EXERCISE REQUIREMENTS
A – Print the article on kids and sugary drinks word for word, from "If you’re worried" up to and including "18% of girls.".
B – Check each statement against the article on kids and sugary drinks: (i) Two-thirds of U.S. kids drink at least one sugary beverage a day. (ii) Girls drink more sugary drinks on average than boys. (iii) The American Heart Association suggests children and teens limit sugar-sweetened drinks to 12 ounces per week. For each, answer yes or no and quote the words that decide it.
C – Write the next part of the article on kids and sugary drinks, picking up after its last sentence.

QUOTED PASSAGE
= = = = = = =
If you’re worried about how much sugar your kids are eating, it’s time to take a second look at how much they’re drinking. New research confirms that children and teens are downing far too much sugar from sweetened drinks. A study from the CDC shows that two-thirds of kids in the U.S. drink at least one sugary beverage per day (think soda, sports drinks, or sweet coffee drinks). The report also found that boys drink slightly more on average: 20% of boys have 2 or more sugary drinks per day, compared to 18% of girls.
Since added sugar contributes to health issues such as weight gain, heart disease, high blood sugar, and cavities, there are plenty of reasons to keep kids from slurping it down daily. The American Heart Association recommends that children and teens limit sugar-sweetened drinks to 8 ounces per week -- that’s less than a regular 12-ounce soda can.
= = = = = = =
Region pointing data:
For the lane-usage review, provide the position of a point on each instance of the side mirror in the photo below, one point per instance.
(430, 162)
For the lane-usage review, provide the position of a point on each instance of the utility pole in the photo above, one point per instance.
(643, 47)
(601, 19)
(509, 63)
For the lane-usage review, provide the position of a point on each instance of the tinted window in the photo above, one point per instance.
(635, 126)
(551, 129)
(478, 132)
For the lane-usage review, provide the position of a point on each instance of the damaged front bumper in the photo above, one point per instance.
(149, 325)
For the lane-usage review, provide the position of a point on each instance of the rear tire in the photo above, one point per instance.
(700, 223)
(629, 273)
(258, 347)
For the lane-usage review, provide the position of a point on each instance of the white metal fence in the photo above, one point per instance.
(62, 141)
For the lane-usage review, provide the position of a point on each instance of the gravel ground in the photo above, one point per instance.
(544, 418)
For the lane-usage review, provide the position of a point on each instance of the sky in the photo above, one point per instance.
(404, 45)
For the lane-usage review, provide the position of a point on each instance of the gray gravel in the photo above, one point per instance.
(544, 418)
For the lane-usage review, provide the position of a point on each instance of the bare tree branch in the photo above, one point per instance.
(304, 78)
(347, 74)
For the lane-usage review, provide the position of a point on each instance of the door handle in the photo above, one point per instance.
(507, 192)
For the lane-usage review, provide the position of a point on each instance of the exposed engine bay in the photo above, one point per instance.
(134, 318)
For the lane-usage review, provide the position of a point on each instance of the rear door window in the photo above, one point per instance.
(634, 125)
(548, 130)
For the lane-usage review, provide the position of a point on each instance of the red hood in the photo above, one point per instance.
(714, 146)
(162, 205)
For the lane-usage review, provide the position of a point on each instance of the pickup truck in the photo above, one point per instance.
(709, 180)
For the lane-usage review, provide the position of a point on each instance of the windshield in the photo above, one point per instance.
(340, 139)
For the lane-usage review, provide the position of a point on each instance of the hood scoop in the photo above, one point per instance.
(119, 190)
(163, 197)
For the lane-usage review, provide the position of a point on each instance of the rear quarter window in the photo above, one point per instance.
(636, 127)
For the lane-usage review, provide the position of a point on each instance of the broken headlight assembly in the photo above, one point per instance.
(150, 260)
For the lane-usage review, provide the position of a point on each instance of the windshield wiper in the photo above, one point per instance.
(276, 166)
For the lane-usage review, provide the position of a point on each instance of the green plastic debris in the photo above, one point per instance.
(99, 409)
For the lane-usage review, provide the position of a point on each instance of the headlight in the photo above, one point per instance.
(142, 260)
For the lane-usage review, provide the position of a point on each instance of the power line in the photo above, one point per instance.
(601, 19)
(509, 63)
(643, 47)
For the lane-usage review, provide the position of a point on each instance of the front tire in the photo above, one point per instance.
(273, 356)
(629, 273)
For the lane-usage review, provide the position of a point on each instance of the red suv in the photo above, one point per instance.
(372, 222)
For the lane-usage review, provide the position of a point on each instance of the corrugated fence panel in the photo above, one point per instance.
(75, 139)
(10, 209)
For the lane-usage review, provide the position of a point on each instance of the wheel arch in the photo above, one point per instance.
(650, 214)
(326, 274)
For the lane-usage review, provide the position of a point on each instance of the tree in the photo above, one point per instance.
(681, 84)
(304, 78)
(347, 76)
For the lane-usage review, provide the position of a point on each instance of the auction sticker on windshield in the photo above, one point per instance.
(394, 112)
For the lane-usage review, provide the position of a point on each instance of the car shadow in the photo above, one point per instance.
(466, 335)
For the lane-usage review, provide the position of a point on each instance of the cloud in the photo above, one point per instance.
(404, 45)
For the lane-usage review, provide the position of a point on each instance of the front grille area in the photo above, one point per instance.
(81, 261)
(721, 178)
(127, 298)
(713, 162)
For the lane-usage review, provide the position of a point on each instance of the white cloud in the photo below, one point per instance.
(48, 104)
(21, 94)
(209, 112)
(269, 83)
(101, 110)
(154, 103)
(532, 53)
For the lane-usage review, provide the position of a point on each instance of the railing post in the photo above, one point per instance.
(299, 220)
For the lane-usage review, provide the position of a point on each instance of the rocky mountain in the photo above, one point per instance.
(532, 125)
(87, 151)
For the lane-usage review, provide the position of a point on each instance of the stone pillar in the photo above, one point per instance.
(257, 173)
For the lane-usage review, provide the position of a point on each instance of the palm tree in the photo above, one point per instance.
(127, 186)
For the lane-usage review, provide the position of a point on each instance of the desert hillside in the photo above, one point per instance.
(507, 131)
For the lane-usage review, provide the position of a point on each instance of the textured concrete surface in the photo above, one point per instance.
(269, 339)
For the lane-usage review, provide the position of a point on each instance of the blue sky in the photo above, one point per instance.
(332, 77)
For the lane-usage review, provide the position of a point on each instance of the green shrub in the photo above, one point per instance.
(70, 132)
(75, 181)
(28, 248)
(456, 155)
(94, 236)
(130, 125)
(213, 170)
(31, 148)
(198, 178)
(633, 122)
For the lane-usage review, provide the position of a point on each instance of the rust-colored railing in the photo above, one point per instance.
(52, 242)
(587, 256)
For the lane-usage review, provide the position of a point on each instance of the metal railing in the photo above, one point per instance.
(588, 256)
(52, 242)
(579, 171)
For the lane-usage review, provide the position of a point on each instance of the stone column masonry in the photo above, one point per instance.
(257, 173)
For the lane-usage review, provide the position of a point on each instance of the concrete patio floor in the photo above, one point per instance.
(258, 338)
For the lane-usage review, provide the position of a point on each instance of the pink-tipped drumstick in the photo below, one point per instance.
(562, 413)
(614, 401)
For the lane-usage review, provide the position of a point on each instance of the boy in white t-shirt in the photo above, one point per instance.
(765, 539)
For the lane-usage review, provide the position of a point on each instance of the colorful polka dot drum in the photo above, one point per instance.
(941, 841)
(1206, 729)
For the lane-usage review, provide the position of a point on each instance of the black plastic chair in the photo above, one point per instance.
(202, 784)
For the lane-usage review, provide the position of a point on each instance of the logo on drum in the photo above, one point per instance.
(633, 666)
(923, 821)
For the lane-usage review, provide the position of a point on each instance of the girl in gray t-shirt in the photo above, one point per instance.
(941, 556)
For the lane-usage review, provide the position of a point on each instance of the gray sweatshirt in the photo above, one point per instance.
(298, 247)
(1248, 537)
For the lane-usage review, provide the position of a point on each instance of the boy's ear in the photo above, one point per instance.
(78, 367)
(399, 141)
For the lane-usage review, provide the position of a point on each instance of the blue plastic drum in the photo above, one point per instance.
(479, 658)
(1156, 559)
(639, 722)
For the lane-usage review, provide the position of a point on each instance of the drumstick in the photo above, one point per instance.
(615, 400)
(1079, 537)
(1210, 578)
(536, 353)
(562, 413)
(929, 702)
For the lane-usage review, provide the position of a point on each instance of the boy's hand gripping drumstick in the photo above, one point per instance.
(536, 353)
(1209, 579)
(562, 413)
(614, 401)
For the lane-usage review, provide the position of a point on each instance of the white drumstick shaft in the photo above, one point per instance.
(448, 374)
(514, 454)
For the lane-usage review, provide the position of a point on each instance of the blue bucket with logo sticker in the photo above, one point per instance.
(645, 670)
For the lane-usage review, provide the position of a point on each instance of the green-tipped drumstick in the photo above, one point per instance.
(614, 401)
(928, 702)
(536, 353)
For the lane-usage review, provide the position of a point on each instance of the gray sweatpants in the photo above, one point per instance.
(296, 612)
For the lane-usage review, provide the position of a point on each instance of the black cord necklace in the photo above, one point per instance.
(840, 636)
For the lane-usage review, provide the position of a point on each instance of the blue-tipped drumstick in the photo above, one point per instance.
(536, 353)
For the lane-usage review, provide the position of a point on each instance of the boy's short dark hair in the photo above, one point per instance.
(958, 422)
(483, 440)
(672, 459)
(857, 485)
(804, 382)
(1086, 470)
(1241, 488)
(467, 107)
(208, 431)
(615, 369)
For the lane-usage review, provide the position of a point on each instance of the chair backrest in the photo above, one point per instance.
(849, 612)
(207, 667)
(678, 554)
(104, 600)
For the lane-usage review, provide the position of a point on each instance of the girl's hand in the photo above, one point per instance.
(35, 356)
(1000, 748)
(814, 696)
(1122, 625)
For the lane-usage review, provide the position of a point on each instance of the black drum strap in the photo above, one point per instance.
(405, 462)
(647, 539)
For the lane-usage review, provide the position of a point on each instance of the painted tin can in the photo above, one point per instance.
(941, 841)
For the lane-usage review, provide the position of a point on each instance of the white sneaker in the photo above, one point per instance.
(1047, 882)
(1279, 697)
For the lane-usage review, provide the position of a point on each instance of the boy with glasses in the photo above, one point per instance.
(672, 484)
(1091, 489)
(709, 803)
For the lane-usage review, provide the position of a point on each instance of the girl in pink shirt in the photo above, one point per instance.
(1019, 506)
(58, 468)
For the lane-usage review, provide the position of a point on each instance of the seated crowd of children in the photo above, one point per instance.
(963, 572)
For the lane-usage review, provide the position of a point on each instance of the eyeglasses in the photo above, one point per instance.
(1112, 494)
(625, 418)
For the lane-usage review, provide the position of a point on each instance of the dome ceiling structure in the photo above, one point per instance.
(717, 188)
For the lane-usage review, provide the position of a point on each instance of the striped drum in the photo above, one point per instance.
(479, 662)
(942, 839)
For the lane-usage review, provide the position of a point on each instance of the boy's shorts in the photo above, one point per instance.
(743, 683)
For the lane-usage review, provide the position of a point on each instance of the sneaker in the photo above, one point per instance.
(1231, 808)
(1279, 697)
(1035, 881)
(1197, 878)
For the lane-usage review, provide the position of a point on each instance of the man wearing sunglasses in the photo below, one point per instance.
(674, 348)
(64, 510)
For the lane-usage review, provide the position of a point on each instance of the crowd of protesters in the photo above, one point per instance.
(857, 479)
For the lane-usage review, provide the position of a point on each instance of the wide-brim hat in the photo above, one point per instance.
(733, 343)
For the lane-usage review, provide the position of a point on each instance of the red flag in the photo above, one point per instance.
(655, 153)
= = = = = = =
OUTPUTS BY TASK
A –
If you’re worried about how much sugar your kids are eating, it’s time to take a second look at how much they’re drinking. New research confirms that children and teens are downing far too much sugar from sweetened drinks. A study from the CDC shows that two-thirds of kids in the U.S. drink at least one sugary beverage per day (think soda, sports drinks, or sweet coffee drinks). The report also found that boys drink slightly more on average: 20% of boys have 2 or more sugary drinks per day, compared to 18% of girls.

B –
(i) Yes: "two-thirds of kids in the U.S. drink at least one sugary beverage per day"
(ii) No: "boys drink slightly more on average: 20% of boys have 2 or more sugary drinks per day, compared to 18% of girls"
(iii) No: "limit sugar-sweetened drinks to 8 ounces per week"

C –
As an overall daily limit on added sugar, young people should get less than 6 tablespoons (which is about 100 calories or 25 grams). Compare that to the whopping 39 grams of sugar found in a 12-ounce can of soda. Plus, with added sugar hiding in seemingly innocent foods like pasta sauce, yogurt, and salad dressing, it’s all too easy for children and teens to go over the limit in just one meal -- without accounting for treats. In addition to cutting back on sugary sodas and other sweet drinks, experts recommend that kids should avoid processed foods and baked goods like cookies, cakes, and sweet cereals.